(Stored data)

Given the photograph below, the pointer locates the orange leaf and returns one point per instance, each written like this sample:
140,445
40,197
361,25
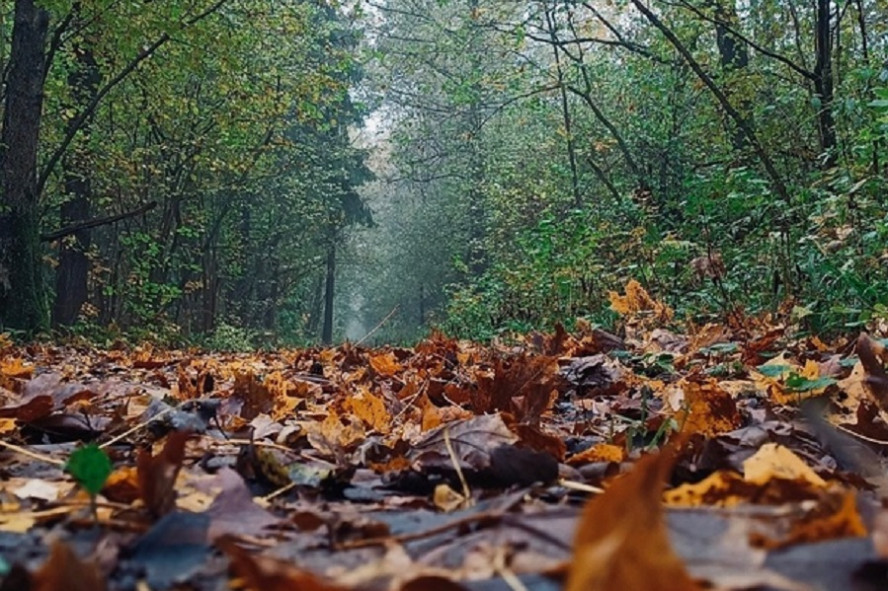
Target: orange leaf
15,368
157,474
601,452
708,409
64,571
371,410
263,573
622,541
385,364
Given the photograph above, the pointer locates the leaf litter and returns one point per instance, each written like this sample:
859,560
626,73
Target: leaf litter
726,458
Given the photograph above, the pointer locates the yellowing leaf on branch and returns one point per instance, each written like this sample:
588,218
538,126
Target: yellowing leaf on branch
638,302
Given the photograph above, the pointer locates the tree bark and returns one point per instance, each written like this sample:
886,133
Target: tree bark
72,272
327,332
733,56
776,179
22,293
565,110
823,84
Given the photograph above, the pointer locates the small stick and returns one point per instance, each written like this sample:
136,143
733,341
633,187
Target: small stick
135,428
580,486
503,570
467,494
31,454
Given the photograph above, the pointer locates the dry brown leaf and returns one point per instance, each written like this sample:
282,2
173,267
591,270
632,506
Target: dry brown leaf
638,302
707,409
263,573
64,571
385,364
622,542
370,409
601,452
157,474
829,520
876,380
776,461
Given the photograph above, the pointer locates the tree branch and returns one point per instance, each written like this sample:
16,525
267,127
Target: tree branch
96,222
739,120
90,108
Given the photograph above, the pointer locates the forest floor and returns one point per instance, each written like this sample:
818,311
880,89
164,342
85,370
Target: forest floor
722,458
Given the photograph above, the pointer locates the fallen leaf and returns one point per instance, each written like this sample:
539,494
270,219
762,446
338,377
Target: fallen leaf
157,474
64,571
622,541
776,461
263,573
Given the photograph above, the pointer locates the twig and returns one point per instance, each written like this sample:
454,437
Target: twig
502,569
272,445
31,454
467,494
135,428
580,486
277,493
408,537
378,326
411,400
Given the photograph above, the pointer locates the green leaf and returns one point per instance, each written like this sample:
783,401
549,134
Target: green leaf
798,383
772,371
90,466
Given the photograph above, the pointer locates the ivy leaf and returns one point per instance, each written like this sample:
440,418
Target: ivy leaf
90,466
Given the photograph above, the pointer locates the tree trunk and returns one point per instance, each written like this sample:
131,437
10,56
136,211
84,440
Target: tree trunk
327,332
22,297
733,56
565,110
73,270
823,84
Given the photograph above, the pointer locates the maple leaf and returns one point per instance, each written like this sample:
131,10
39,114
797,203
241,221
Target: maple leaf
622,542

# Problem description
All of the records above should be written out exactly, with the pictures left out.

# Completed task
Given the photograph below, the pointer locates the orange leaf and returns one point per instance, each written like this sample:
140,445
40,197
361,25
Target: orange leaf
15,368
157,474
601,452
708,409
64,571
371,410
263,573
622,541
385,364
Given the photograph above, the pointer locates the leaf litter and returns one point per instance, each written like this sample:
859,560
626,73
Target: leaf litter
726,458
Given the photograph above, the pointer locates the yellowing leaf on branch and returns one point per instance, each written like this sample:
588,218
538,126
Target: yellowing leaf on branch
638,302
Given the photograph above, the pointer locates the tree bark and returns one point per instance, each written like this sample:
886,133
Target: tree bark
72,272
327,332
733,56
776,179
22,293
565,110
823,84
Given the photograph above, the pointer locates the small stick and returns one point per instance, each written like this sample:
136,143
733,341
633,187
Target: small stick
135,428
580,486
503,570
467,494
31,454
Given the photograph above, the pointer locates the dry brown leaf and returns one point per instance, each written like this sample:
282,2
173,267
591,270
632,506
Target: dry brown leaf
638,302
707,409
263,573
64,571
385,364
622,542
370,409
601,452
157,474
829,520
876,380
776,461
Given the photograph above, the pointer locates the tree branch and returns one point per instance, each written like this sample:
16,525
267,127
Target: tree branch
96,222
739,120
90,108
Given the photograph above, the pointer locates the forest floor and returns one point per instance, each written like this sample:
818,311
880,89
164,342
85,370
Target: forest floor
722,458
Given the photograph above, the pointer locates the fallen leaf and returns one point per instance, each written like this sample:
539,494
270,219
762,446
338,377
Target: fallen leaf
157,474
64,571
622,541
776,461
263,573
Given the photograph above, the pointer locates the twig and returns one point per instance, each written like this sample:
454,437
Target: twig
502,569
272,445
31,454
467,494
135,428
580,486
277,493
408,537
378,326
411,400
Given the photograph above, the pointer locates the green leaf and returns one point per instance, each written like this sample:
783,401
549,134
Target: green leaf
798,383
772,371
90,466
Given the photograph above, the pointer locates the ivy leaf and returns one point per instance, each written like this sample:
440,418
Target: ivy leaf
90,466
Given the photograph above, the pointer locates the tree trunk and returns one point per instance, each written like this sample:
131,437
10,56
136,211
84,440
Target: tree trunk
327,332
22,297
733,56
565,110
73,270
823,84
Given the photograph above, the pointer locates the maple leaf and returns one point per instance, each written like this sample:
131,10
39,114
797,203
241,221
Target: maple leaf
622,542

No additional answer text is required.